#### WHAT THE TASK REQUIRES
Format each line of the records below as one string in a JSON list, and leave out any blank lines.

#### DATASET RECORDS
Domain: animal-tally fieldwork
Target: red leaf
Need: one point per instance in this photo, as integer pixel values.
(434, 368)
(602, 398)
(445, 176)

#### ANSWER IN FULL
[
  "Domain: animal-tally fieldwork",
  "Target: red leaf",
  "Need: one point per instance in this photo, as integer pixel values.",
  "(434, 368)",
  "(602, 398)",
  "(445, 176)"
]